*** Opening of Input data ***

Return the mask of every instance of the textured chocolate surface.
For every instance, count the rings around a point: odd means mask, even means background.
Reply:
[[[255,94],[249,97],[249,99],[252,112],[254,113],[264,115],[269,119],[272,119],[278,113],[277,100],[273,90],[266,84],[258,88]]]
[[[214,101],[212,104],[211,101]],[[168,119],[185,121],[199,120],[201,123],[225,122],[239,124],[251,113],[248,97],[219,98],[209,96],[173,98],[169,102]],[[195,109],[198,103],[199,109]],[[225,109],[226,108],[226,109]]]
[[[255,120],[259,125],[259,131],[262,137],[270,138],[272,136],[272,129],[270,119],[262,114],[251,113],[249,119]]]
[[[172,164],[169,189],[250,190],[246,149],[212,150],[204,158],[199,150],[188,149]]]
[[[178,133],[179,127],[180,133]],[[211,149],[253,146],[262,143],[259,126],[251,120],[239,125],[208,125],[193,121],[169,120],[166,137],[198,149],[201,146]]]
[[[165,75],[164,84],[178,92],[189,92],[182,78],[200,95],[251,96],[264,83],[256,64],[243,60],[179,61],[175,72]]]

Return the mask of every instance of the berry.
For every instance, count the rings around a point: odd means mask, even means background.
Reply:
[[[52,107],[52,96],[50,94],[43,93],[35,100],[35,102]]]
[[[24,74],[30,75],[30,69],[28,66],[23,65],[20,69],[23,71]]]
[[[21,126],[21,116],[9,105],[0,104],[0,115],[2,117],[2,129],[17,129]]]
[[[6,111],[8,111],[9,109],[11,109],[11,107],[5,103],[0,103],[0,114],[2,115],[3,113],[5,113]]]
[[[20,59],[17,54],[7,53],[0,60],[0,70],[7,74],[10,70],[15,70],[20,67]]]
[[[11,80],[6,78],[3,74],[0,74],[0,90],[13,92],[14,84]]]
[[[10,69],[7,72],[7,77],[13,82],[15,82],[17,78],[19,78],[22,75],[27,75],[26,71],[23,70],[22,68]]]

*** Close of Input data ***

Work instructions:
Reproduce the material word for word. Leave nothing out.

Answer section:
Return the mask of every instance of the textured chocolate surface.
For every instance, count the rings around a point: odd means mask, even means background.
Reply:
[[[255,94],[249,97],[249,99],[252,112],[254,113],[264,115],[269,119],[272,119],[278,113],[277,100],[273,90],[266,84],[258,88]]]
[[[214,101],[212,104],[211,101]],[[168,119],[185,121],[199,120],[201,123],[225,122],[239,124],[251,113],[248,97],[219,98],[209,96],[173,98],[169,102]],[[195,109],[198,103],[199,109]],[[225,109],[226,108],[226,109]]]
[[[255,120],[259,125],[259,131],[262,137],[270,138],[272,136],[272,129],[270,119],[262,114],[251,113],[249,119]]]
[[[172,164],[169,189],[250,190],[246,149],[212,150],[204,158],[199,150],[188,149]]]
[[[178,133],[179,127],[180,133]],[[211,149],[253,146],[262,143],[259,126],[251,120],[239,125],[208,125],[193,121],[169,120],[166,137],[198,149],[201,146]]]
[[[165,75],[164,84],[178,92],[189,92],[182,78],[200,95],[251,96],[264,83],[256,64],[243,60],[179,61],[175,72]]]

Return the mask of every instance of the berry.
For every instance, count the rings around a point: odd means mask, even means background.
Reply:
[[[52,107],[52,96],[50,94],[43,93],[35,100],[35,102]]]
[[[24,74],[30,75],[30,69],[28,66],[23,65],[20,69],[23,71]]]
[[[21,126],[21,116],[9,105],[0,104],[0,115],[2,117],[2,129],[17,129]]]
[[[6,111],[8,111],[9,109],[11,109],[11,107],[5,103],[0,103],[0,114],[2,115],[3,113],[5,113]]]
[[[20,59],[17,54],[7,53],[0,60],[0,70],[7,74],[10,70],[15,70],[20,67]]]
[[[11,80],[6,78],[3,74],[0,74],[0,90],[13,92],[14,84]]]
[[[10,69],[7,72],[7,77],[13,82],[15,82],[17,78],[19,78],[22,75],[27,75],[26,71],[23,70],[22,68]]]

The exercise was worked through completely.